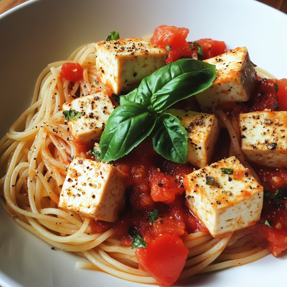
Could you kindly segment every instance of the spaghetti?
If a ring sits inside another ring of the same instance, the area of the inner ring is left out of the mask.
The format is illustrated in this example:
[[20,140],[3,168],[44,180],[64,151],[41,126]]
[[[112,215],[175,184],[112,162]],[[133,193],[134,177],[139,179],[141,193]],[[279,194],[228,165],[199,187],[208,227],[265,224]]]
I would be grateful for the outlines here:
[[[30,106],[0,141],[2,195],[17,223],[51,245],[75,252],[89,261],[79,262],[77,267],[156,284],[156,278],[139,269],[135,249],[123,245],[113,227],[94,233],[90,224],[93,219],[57,205],[69,159],[79,155],[65,124],[62,105],[79,91],[81,95],[86,95],[107,88],[97,82],[93,63],[95,48],[94,43],[83,46],[68,59],[79,63],[83,69],[82,80],[76,81],[72,87],[60,78],[61,66],[66,61],[49,65],[39,75]],[[230,137],[236,139],[231,153],[242,154],[229,119],[222,111],[216,113],[232,134]],[[82,152],[79,155],[86,156]],[[245,264],[270,253],[268,248],[258,247],[245,230],[216,238],[199,231],[183,238],[189,251],[180,279]]]

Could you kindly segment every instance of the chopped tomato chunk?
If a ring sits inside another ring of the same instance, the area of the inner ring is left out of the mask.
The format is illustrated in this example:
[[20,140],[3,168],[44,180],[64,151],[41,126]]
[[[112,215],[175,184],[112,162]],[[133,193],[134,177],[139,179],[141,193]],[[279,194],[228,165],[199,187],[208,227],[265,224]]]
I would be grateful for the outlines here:
[[277,97],[279,110],[287,110],[287,79],[282,79],[276,82],[278,86]]
[[226,45],[223,41],[202,39],[197,42],[202,48],[203,59],[213,58],[227,51]]
[[139,264],[162,285],[170,286],[178,278],[188,249],[179,237],[171,234],[158,236],[144,248],[136,251]]
[[176,178],[157,170],[151,175],[150,182],[150,195],[154,201],[171,203],[177,194],[181,194],[184,191],[183,186]]
[[78,63],[65,63],[62,65],[60,78],[74,83],[77,80],[82,78],[83,71],[83,68]]
[[188,47],[189,44],[185,40],[189,30],[186,28],[162,25],[154,30],[151,42],[157,46],[165,49],[169,46],[172,49]]

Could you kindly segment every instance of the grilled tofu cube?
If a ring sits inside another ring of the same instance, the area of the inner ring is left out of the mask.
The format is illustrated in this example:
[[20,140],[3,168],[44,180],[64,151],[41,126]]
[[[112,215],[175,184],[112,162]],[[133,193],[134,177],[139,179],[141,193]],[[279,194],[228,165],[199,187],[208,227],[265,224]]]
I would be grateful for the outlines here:
[[287,167],[287,112],[254,112],[239,115],[241,147],[249,160]]
[[204,61],[216,65],[217,77],[210,88],[195,95],[201,108],[249,99],[255,88],[256,73],[245,47],[230,50]]
[[83,113],[67,124],[74,137],[83,142],[98,141],[109,116],[114,110],[110,98],[104,92],[88,95],[65,103],[63,110],[73,110]]
[[263,187],[234,157],[188,174],[183,185],[187,206],[214,237],[260,219]]
[[69,166],[59,206],[96,220],[114,221],[123,207],[126,179],[110,164],[75,157]]
[[99,42],[96,52],[100,80],[117,95],[132,90],[166,64],[164,49],[139,38]]
[[213,115],[169,109],[187,132],[187,161],[197,168],[210,163],[219,133],[217,119]]

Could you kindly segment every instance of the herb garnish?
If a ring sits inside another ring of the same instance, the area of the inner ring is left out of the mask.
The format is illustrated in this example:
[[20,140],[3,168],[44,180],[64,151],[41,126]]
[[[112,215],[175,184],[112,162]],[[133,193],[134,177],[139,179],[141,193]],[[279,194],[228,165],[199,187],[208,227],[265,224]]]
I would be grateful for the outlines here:
[[111,31],[110,35],[107,37],[106,41],[113,41],[118,40],[120,38],[120,34],[117,31]]
[[167,45],[165,46],[165,49],[169,53],[170,53],[170,48],[171,48],[171,46],[170,45]]
[[279,200],[282,198],[287,199],[287,190],[285,189],[282,187],[274,194],[268,191],[264,191],[263,194],[265,199]]
[[214,183],[214,177],[209,177],[206,176],[206,184],[212,185]]
[[95,144],[92,151],[93,155],[95,157],[96,160],[98,162],[101,161],[101,150],[98,144]]
[[80,117],[83,115],[83,113],[77,112],[74,110],[63,110],[63,115],[65,116],[66,121],[71,121]]
[[272,221],[268,221],[268,220],[265,220],[265,223],[268,226],[271,226],[273,225],[273,222]]
[[150,135],[157,152],[185,163],[186,131],[178,119],[165,111],[210,86],[216,76],[215,65],[181,59],[144,78],[137,88],[121,96],[120,105],[109,117],[100,141],[102,160],[122,157]]
[[226,174],[233,174],[233,170],[231,168],[220,168],[220,170]]
[[150,225],[152,225],[154,222],[158,219],[159,212],[158,209],[154,209],[152,210],[148,217],[147,218],[147,222],[148,222]]
[[142,248],[145,247],[147,243],[141,237],[140,235],[131,228],[129,230],[129,235],[133,239],[133,244],[131,246],[132,249],[136,247]]
[[197,58],[200,60],[203,58],[203,50],[202,46],[198,44],[198,42],[197,41],[193,42],[189,42],[190,46],[189,47],[192,48],[193,47],[196,47],[197,48]]

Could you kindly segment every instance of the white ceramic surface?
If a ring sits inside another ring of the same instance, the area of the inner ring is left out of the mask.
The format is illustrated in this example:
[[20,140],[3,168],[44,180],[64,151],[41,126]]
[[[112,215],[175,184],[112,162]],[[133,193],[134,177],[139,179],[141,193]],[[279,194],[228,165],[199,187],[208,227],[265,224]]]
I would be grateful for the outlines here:
[[[0,15],[0,135],[30,102],[38,74],[77,47],[105,38],[152,33],[160,25],[189,28],[188,39],[245,46],[253,62],[287,77],[287,15],[253,0],[40,0]],[[73,255],[51,247],[16,224],[0,206],[2,287],[144,287],[102,272],[77,269]],[[261,287],[286,282],[287,256],[197,276],[177,286]]]

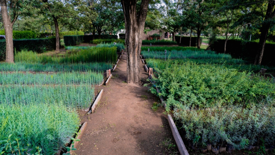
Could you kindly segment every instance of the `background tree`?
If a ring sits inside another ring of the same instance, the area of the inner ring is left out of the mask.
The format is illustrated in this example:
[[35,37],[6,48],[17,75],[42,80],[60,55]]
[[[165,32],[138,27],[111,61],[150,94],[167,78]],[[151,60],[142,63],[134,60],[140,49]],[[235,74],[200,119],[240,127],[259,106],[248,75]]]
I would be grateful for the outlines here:
[[14,63],[13,28],[20,16],[31,14],[32,0],[0,0],[1,13],[6,36],[6,62]]
[[139,56],[149,0],[142,0],[139,9],[136,0],[121,0],[124,13],[127,48],[127,83],[139,83]]

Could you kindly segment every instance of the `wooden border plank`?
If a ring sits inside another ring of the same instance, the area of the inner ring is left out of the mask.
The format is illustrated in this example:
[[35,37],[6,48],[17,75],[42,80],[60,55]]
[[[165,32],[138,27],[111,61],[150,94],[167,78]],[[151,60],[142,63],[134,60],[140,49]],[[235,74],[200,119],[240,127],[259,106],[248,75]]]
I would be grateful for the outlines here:
[[170,126],[170,127],[172,130],[172,133],[173,134],[173,137],[174,137],[174,139],[176,141],[176,143],[178,146],[178,150],[179,151],[181,155],[189,155],[188,152],[185,147],[185,146],[184,143],[183,143],[183,141],[182,141],[182,139],[178,133],[178,129],[175,125],[174,121],[172,119],[172,117],[170,115],[168,115],[168,122],[169,123],[169,125]]
[[101,98],[101,96],[102,96],[102,94],[103,94],[103,89],[101,89],[100,92],[98,94],[97,97],[97,99],[94,101],[94,104],[93,105],[93,106],[92,106],[92,108],[91,108],[91,111],[92,113],[94,112],[94,109],[95,109],[97,105],[98,102],[99,102],[99,101],[100,101],[100,99]]

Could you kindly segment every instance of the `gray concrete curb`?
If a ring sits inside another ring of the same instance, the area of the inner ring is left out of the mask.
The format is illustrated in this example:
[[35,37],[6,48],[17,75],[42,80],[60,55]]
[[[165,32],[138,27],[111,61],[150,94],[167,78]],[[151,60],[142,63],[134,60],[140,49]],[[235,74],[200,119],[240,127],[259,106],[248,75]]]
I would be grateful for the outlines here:
[[177,129],[176,125],[174,123],[174,121],[172,119],[172,117],[170,115],[168,115],[168,117],[169,125],[170,126],[170,127],[172,130],[173,136],[176,141],[176,143],[178,146],[178,148],[180,153],[181,155],[189,155],[188,152],[186,149],[186,148],[185,147],[184,143],[183,143],[183,141],[182,141],[182,137],[181,137],[178,131],[178,129]]
[[[80,129],[79,129],[79,131],[78,131],[78,135],[77,135],[77,137],[75,137],[76,139],[80,139],[81,138],[81,137],[82,137],[82,135],[83,135],[83,131],[84,130],[86,129],[86,127],[87,126],[86,125],[87,125],[87,122],[85,122],[82,125],[82,126],[81,126],[81,127],[80,128]],[[79,142],[79,141],[78,141],[77,142],[75,142],[75,143],[74,144],[74,148],[76,148],[76,146],[77,145],[77,144],[78,144]],[[72,146],[71,146],[70,147],[70,148],[72,149]],[[70,153],[72,153],[72,152],[73,151],[71,150],[71,151],[70,151]]]
[[107,79],[107,80],[106,81],[106,82],[105,83],[105,85],[107,85],[109,84],[109,83],[110,82],[110,79],[112,77],[112,74],[111,74],[111,75],[110,75],[109,77],[108,78],[108,79]]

TASK DETAILS:
Count the lines in the listing above that contain the string "grilled", treating uppercase and lowercase as different, and reply with only the number.

SOLUTION FOR THIS PROBLEM:
1